- **Request a**: Determine how many lines in the listing below contain the string "weathered", and report only that number.

END OF CHAPTER MATERIAL

CONCEPT CHECK

  1. images 1. Which of the following is not considered a component of corporate governance?
    1. Board of directors oversight
    2. IRS audits
    3. Internal audits
    4. External audits
  2. 2. Good corporate governance is achieved when the interests of which of the following groups are balanced?
    1. Internal auditors and external auditors
    2. Shareholders and regulators
    3. Shareholders, the corporation, and the community
    4. Regulators and the community
  3. 3. Over time, corporate leaders establish trust by being active leaders, stressing integrity, clarity, and consistency. This is referred to as
    1. internal control
    2. corporate governance
    3. fiduciary duty
    4. tone at the top
  4. 4. Corporate governance is primarily concerned with
    1. enhancing the trend toward more women serving on boards of directors
    2. promoting an increase in hostile takeovers
    3. promoting the legitimacy of corporate charters
    4. emphasizing the relative roles, rights, and accountability of a company's stakeholders
  5. 5. The governing body responsible for establishing the COSO framework for internal controls evaluations is the
    1. Treadway Commission
    2. SEC
    3. PCAOB
    4. FASB
  6. 6. When financial information is presented properly and its correctness is verifiable, it is
    1. transparent
    2. compliant
    3. accurate
    4. accountable
  7. 7. Which of the following nonaudit services may be performed by auditors for a public-company audit client?

- **Request b**: Write the next portion of the corporate governance concept check above, starting immediately after its final line.

(Dataset rows locating where objects appear)
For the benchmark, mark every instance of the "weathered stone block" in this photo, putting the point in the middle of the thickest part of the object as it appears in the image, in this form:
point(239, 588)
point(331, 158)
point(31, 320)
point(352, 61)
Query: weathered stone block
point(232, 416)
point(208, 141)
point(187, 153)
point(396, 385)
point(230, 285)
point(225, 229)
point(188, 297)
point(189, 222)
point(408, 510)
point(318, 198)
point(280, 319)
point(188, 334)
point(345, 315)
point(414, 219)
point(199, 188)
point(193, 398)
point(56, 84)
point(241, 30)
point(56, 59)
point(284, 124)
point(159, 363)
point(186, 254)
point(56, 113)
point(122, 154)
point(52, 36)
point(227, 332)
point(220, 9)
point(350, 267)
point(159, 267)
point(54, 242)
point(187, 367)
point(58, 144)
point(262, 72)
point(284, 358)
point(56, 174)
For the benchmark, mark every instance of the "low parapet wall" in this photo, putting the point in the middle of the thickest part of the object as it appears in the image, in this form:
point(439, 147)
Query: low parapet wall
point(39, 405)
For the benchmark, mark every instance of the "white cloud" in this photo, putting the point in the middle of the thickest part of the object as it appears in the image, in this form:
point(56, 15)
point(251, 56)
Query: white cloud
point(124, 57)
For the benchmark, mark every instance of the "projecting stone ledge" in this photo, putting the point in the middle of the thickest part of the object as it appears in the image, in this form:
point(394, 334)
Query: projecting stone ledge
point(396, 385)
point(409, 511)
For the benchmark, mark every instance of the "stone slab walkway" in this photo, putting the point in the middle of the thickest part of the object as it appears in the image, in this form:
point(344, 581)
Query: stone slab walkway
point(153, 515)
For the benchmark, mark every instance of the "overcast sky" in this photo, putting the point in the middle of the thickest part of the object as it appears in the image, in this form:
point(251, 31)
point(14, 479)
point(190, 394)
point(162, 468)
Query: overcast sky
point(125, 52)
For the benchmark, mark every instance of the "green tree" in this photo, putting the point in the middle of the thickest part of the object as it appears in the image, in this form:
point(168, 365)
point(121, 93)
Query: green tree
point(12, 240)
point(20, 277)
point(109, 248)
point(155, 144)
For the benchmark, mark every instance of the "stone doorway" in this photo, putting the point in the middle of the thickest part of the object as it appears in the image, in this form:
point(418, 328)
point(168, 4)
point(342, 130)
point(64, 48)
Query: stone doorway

- **Response a**: 2

- **Response b**:
    1. IT consulting regarding the general ledger system for a newly acquired division
    2. Programming assistance on the new division's general ledger system
    3. Human resource consulting regarding personnel for the new division
    4. Income tax return preparation for the new division
  8. 8. Which of the following is not true regarding the requirements for reporting on internal controls under Section 404 of the Sarbanes–Oxley Act of 2002?
    1. Management must accept responsibility for the establishment and maintenance of internal controls and provide its assessment of their effectiveness.
    2. The independent auditor must issue a report on the effectiveness of internal controls.
    3. Management must identify the framework used for evaluating its internal controls.
    4. Management must achieve a control environment that has no significant deficiencies.
  9. 9. In the corporate governance chain of command, the audit committee is accountable to
    1. the company's vendors and other creditors
    2. management and employees
    3. governing bodies such as the SEC and PCAOB
    4. the external auditors
  10. 10. Section 806 of the Sarbanes–Oxley Act is often referred to as the whistleblower protection provision of the Act because
    1. it offers stock ownership to those who report instances of wrongdoing
    2. it specifies that whistleblowers must be terminated so as to avoid retaliation
    3. it protects whistleblowers' jobs and prohibits retaliation
    4. it provides criminal penalties for the alteration or destruction of documents
  11. 11. Which of the following is true regarding the post-Sarbanes–Oxley role of the corporate leader?
    1. More emphasis is placed on strategic planning and less emphasis on financial information.
    2. The corporate leader must be more in tune with IT to provide corporate governance solutions.
    3. The corporate leader must be more focused on merger and acquisition targets.
    4. The corporate leader tends to be less involved with the board of directors.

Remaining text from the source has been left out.